Whatever runs from the line with "the moth's thorax" to the end of the records below must be copied exactly, with nothing else included.

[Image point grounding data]
____________

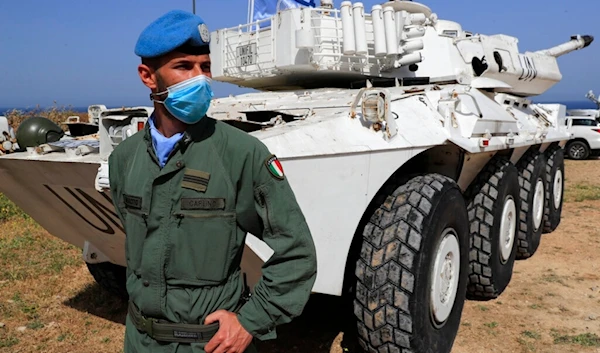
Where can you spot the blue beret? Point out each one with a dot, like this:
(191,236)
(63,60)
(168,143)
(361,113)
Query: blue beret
(176,29)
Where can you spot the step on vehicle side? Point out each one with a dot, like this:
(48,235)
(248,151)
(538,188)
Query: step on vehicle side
(423,168)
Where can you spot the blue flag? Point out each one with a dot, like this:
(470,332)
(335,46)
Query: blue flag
(267,8)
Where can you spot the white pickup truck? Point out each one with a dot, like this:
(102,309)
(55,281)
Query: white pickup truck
(585,141)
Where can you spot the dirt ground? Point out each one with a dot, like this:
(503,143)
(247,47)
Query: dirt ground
(50,303)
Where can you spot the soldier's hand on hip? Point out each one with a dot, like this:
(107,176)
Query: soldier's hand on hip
(231,337)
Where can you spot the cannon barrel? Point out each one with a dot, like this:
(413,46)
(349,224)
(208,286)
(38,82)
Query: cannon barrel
(576,42)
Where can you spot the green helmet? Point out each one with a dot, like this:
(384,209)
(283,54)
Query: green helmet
(36,131)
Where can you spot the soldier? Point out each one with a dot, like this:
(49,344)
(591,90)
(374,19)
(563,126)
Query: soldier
(188,188)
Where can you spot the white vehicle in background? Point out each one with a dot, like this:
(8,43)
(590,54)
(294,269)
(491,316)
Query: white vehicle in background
(591,113)
(412,146)
(585,141)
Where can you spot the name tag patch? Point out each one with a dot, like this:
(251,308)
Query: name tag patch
(195,180)
(132,201)
(202,204)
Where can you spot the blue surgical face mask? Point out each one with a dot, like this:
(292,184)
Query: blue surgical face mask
(188,100)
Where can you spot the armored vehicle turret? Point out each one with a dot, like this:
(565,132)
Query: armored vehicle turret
(422,166)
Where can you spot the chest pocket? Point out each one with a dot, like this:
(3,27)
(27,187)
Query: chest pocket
(203,246)
(135,230)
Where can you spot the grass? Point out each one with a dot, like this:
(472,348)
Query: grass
(531,334)
(582,192)
(9,210)
(584,339)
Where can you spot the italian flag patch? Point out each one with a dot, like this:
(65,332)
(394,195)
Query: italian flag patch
(274,167)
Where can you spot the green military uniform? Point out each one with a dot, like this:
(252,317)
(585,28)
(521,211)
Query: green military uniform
(186,225)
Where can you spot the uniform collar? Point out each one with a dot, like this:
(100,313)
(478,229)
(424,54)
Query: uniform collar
(194,133)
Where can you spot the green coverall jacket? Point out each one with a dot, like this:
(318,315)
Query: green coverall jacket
(186,225)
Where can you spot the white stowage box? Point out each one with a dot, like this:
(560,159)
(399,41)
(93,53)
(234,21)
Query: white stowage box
(270,54)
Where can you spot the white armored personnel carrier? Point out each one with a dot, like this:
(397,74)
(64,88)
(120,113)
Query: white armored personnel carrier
(421,164)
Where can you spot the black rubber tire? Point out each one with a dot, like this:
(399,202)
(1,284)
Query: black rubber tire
(110,277)
(581,147)
(555,165)
(532,168)
(489,273)
(395,270)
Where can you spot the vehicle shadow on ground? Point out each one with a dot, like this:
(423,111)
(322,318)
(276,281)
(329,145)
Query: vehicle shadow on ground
(325,322)
(95,300)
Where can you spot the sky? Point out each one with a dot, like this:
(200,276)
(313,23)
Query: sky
(78,53)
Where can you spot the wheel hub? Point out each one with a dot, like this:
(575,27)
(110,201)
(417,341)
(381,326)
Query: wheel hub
(507,228)
(577,151)
(538,204)
(557,190)
(446,272)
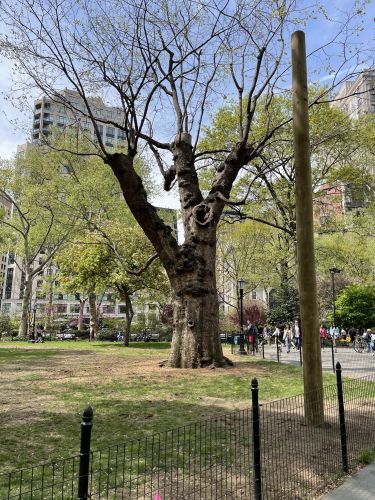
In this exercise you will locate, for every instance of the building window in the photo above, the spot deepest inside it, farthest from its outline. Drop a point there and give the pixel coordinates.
(110, 132)
(108, 309)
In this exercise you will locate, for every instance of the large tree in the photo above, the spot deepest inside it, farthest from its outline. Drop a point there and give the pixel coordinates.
(165, 63)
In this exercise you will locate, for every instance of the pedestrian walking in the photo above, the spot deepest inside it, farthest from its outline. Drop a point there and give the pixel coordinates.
(372, 343)
(296, 331)
(323, 335)
(287, 337)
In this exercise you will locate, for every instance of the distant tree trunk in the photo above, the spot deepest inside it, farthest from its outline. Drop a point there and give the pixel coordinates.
(26, 303)
(80, 314)
(94, 327)
(129, 313)
(49, 315)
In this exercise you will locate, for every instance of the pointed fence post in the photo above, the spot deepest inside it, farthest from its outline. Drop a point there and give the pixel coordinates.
(256, 440)
(340, 397)
(84, 456)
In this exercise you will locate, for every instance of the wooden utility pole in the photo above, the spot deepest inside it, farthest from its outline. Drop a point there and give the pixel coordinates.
(312, 365)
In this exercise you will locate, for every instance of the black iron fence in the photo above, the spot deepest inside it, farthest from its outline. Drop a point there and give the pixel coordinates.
(265, 451)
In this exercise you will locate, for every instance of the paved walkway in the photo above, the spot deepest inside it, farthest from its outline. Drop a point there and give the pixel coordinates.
(358, 487)
(353, 364)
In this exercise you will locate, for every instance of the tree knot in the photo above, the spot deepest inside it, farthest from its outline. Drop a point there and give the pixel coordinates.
(202, 214)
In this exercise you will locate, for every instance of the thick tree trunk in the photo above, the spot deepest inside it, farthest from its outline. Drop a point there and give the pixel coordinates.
(49, 311)
(26, 302)
(191, 266)
(196, 341)
(94, 327)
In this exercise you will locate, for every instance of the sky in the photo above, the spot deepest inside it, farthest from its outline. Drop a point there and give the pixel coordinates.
(16, 123)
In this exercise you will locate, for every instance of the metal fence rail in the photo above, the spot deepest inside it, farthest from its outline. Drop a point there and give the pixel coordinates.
(265, 451)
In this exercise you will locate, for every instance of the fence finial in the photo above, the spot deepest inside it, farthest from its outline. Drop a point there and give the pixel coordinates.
(88, 414)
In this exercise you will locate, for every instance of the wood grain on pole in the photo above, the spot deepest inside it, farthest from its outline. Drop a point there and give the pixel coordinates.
(312, 369)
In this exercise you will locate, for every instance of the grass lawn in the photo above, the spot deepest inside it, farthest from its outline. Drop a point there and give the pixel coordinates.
(45, 388)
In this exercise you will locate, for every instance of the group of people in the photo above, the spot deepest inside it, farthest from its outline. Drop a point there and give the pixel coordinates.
(291, 335)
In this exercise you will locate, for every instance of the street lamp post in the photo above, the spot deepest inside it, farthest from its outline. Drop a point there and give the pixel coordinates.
(241, 283)
(333, 271)
(33, 324)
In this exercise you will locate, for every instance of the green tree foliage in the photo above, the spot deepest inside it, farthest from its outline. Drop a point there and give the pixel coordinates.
(356, 306)
(244, 251)
(283, 306)
(117, 258)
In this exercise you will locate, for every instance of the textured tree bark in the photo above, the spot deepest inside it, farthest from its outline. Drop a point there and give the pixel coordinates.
(26, 301)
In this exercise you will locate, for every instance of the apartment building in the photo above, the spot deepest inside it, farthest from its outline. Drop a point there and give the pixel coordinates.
(67, 110)
(356, 97)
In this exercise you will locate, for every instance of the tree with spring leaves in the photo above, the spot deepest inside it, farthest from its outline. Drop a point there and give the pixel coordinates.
(165, 64)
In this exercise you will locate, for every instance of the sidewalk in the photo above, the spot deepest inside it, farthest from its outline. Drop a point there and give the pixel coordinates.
(358, 487)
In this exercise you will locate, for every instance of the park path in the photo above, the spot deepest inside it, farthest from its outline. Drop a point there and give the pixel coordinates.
(353, 364)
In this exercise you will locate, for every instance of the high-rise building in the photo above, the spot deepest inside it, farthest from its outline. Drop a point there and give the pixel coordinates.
(48, 114)
(68, 110)
(357, 97)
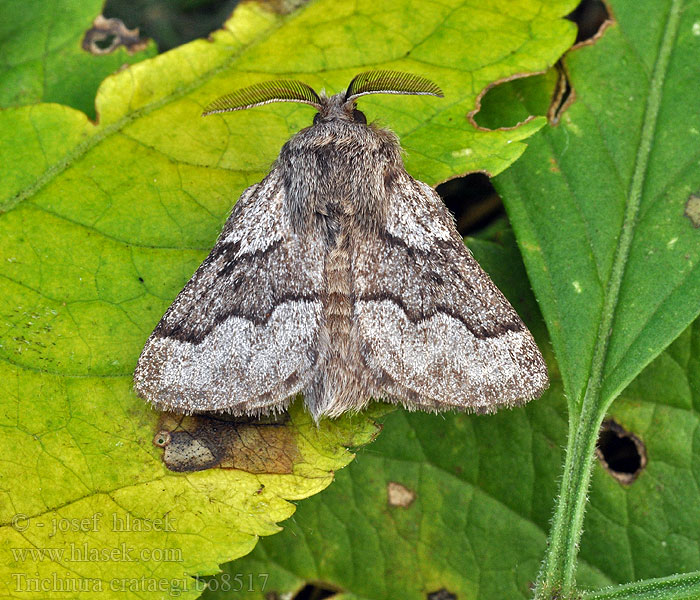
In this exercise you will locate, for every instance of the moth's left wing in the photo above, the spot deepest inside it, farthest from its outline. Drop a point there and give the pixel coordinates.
(434, 330)
(242, 335)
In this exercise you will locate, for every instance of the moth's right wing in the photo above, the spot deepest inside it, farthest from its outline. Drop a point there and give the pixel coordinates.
(434, 331)
(241, 336)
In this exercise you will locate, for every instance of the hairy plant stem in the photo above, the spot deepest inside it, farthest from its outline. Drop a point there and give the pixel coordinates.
(557, 575)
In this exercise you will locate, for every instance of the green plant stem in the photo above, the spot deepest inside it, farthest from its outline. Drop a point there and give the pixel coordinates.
(557, 575)
(676, 587)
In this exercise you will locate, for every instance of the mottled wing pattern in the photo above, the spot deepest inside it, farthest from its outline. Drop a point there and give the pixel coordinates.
(242, 334)
(434, 330)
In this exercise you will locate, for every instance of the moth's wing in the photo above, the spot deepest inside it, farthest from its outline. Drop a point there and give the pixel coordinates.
(434, 331)
(241, 336)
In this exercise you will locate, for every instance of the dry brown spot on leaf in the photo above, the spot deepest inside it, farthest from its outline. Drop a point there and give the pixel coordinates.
(282, 7)
(620, 452)
(592, 17)
(198, 442)
(692, 210)
(106, 35)
(399, 495)
(442, 594)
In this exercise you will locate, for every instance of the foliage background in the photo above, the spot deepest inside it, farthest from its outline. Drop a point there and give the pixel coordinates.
(484, 486)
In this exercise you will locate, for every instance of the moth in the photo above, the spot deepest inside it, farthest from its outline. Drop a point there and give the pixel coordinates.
(342, 277)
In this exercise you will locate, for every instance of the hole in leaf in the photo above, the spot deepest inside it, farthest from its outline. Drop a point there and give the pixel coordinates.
(562, 96)
(442, 594)
(316, 591)
(620, 452)
(590, 16)
(473, 201)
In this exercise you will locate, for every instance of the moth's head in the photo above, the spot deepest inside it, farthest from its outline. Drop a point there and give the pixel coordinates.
(340, 107)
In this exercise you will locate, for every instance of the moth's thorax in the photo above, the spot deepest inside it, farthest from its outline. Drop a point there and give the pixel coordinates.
(338, 168)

____________

[Response to the exercise]:
In this exercise you will locate, for every instance of the moth's thorax in the photo above, the spot deepest inside it, farthest from its outline. Drop a point there and give the pixel coordinates.
(338, 168)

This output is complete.